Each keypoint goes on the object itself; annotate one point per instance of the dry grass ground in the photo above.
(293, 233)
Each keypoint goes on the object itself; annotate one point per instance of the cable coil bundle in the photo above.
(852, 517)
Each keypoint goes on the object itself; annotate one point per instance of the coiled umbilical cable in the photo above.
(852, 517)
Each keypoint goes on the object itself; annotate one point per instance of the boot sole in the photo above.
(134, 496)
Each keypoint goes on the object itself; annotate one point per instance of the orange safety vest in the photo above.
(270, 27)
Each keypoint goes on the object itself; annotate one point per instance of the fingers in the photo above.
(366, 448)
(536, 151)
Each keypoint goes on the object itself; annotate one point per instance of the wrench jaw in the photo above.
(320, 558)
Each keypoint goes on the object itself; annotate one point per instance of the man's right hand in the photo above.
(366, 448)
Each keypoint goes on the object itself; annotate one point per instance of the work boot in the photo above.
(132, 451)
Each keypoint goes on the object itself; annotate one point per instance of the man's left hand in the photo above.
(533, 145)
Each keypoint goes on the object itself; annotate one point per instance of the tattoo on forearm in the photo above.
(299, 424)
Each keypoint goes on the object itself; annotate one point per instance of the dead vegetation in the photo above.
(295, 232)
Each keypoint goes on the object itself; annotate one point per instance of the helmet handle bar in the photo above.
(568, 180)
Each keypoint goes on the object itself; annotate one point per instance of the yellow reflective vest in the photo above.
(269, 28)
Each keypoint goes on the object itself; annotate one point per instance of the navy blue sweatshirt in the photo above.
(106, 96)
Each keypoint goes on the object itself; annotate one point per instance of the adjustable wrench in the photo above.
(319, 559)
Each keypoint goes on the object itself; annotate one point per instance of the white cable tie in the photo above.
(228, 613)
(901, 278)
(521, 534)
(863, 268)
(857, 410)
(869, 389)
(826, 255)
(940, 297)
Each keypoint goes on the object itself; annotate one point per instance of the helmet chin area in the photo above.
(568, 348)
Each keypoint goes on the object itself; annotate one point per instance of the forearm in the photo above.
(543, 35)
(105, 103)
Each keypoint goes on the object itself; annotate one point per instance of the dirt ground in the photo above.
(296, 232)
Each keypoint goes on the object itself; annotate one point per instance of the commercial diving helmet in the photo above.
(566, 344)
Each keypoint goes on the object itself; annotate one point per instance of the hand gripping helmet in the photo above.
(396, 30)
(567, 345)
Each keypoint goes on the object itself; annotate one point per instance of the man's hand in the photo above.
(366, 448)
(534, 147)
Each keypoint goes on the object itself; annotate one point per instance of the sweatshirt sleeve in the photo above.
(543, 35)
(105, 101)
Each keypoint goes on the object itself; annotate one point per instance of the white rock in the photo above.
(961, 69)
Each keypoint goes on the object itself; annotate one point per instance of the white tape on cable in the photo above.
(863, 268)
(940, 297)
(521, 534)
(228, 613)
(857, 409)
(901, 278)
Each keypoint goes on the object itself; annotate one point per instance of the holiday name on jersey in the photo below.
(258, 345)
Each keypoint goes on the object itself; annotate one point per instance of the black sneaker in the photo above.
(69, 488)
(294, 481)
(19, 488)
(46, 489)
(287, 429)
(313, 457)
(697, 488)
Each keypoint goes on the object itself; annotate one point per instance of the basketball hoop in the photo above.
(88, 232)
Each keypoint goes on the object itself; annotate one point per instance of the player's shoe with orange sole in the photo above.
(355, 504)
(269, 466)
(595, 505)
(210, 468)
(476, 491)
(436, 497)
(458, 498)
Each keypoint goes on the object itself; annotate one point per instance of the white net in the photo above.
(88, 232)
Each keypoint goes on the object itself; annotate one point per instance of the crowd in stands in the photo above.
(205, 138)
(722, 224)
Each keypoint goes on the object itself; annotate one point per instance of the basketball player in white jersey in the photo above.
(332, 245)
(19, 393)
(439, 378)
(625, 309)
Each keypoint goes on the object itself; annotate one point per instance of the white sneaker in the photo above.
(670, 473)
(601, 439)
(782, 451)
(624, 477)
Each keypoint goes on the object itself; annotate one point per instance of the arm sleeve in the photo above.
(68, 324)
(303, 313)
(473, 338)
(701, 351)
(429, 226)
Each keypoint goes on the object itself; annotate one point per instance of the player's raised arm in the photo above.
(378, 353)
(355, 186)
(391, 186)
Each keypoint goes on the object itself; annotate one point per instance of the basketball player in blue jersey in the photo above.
====
WORK REQUIRED>
Change every "annotate" in the items above to "place" and reproduce them with nothing else altered.

WRITTEN SOLUTION>
Each keypoint goes on the object itself; place one point per instance of the dry grass ground in the photo above.
(293, 233)
Each keypoint goes on the object itself; place one point per instance of the cable coil bundle in the photo above.
(852, 517)
Each keypoint goes on the object itself; place one point per instance of the coiled umbilical cable in the photo above.
(852, 517)
Each keypoint goes on the object itself; place one point per instance of the boot sole in the photo above.
(134, 496)
Each keypoint goes on the object itself; place one point per instance of the orange safety vest in the photo above.
(270, 27)
Each keypoint goes on the object itself; place one point per instance of the fingers in the photo above.
(366, 448)
(536, 151)
Each keypoint goes on the object itself; place one point per instance of the wrench jaw in the photo above.
(320, 558)
Each keypoint goes on the object itself; place one point per instance of the man's right hand in the photo above.
(366, 448)
Each keypoint goes on the object itself; place one point per instance of the work boot in the photo above.
(132, 451)
Each keypoint goes on the object itself; place one point per instance of the man's left hand in the photo above.
(533, 145)
Each keypoint goes on the object itself; place one point per instance of the tattoo on forearm in the photo above.
(299, 424)
Each keypoint goes on the object itself; place one point per instance of the dead vegetation in the photo above.
(295, 232)
Each keypoint goes on the object itself; place one point per instance of the helmet handle bar in the photo above.
(568, 180)
Each keypoint goes on the object itself; place one point per instance of the yellow reflective vest in the photo above.
(269, 28)
Each keypoint goes on the object itself; place one point per instance of the navy blue sweatshirt in the photo above.
(106, 96)
Each keypoint goes on the object itself; place one point per instance of the adjustable wrench in the photo above.
(319, 559)
Each keypoint goes on the object itself; place one point per instance of the white cable tie in the photo above.
(228, 613)
(901, 278)
(521, 534)
(863, 268)
(857, 410)
(869, 389)
(826, 255)
(940, 297)
Each keypoint goes on the object itself; place one point per instance of the helmet chin area in the photo above.
(568, 348)
Each keypoint goes on the object itself; place one point per instance of the forearm in the photo above.
(543, 35)
(105, 103)
Each keypoint goes on the object itself; place one point per instance of the dirt ground in the photo above.
(296, 232)
Each keypoint goes on the object itself; place one point per instance of the commercial diving helmet in the photo above.
(566, 344)
Each keypoint goes on the object itself; place one point per instance of the hand gripping helmet in the photo above.
(396, 30)
(567, 345)
Each keypoint goes on the object itself; place one point per instance of the man's hand in the photo above.
(366, 448)
(534, 147)
Each keypoint goes on the object itself; place one point per instance of the sweatshirt sleeve in the photo above.
(543, 35)
(105, 101)
Each keypoint goes on the object itself; place one point per instance of the white rock in the photo above.
(961, 69)
Each keypoint goes on the object itself; place one point per instance of the white tape on cable in the photo above.
(863, 268)
(940, 297)
(521, 534)
(228, 613)
(857, 409)
(901, 278)
Each keypoint goes on the object itself; place one point per instance of the holiday name on jersey in the photo below.
(258, 345)
Each keypoint goes on the object itself; place one point per instance of the black sneaker in the photo above.
(69, 488)
(294, 481)
(19, 488)
(46, 489)
(287, 429)
(313, 457)
(697, 488)
Each keypoint goes on the object itself; place one point per instance of the basketball hoop in the photo above.
(88, 232)
Each keypoint goes on the object itself; place one point per instance of the player's shoe with orange sole in the photo above.
(355, 504)
(269, 466)
(595, 505)
(210, 468)
(476, 491)
(436, 497)
(458, 498)
Each keypoint goes on the object itself; place one point per instance of the white net in the photo above.
(88, 232)
Each keypoint goes on the object itself; place one point per instance of the crowd in stands in the photo above.
(205, 138)
(722, 224)
Each keypoint goes on the object itself; place one point per instance of the basketball player in white jersey in the photo above.
(332, 245)
(19, 393)
(439, 378)
(625, 309)
Each keypoint goes on the object itself; place one point per instance of the white sneaker in the photo above.
(670, 473)
(601, 439)
(782, 451)
(624, 477)
Each keypoint goes on the object itself; place one point per instance of the arm sleeve in the photo above.
(68, 324)
(303, 313)
(473, 338)
(701, 351)
(429, 226)
Each keypoint goes on the object itself; place one point per instance of the player's raised arm in the photo above.
(378, 353)
(355, 186)
(391, 186)
Each keypoint goes on the object itself; place one point per instance of the basketball player in blue jersey in the photo above.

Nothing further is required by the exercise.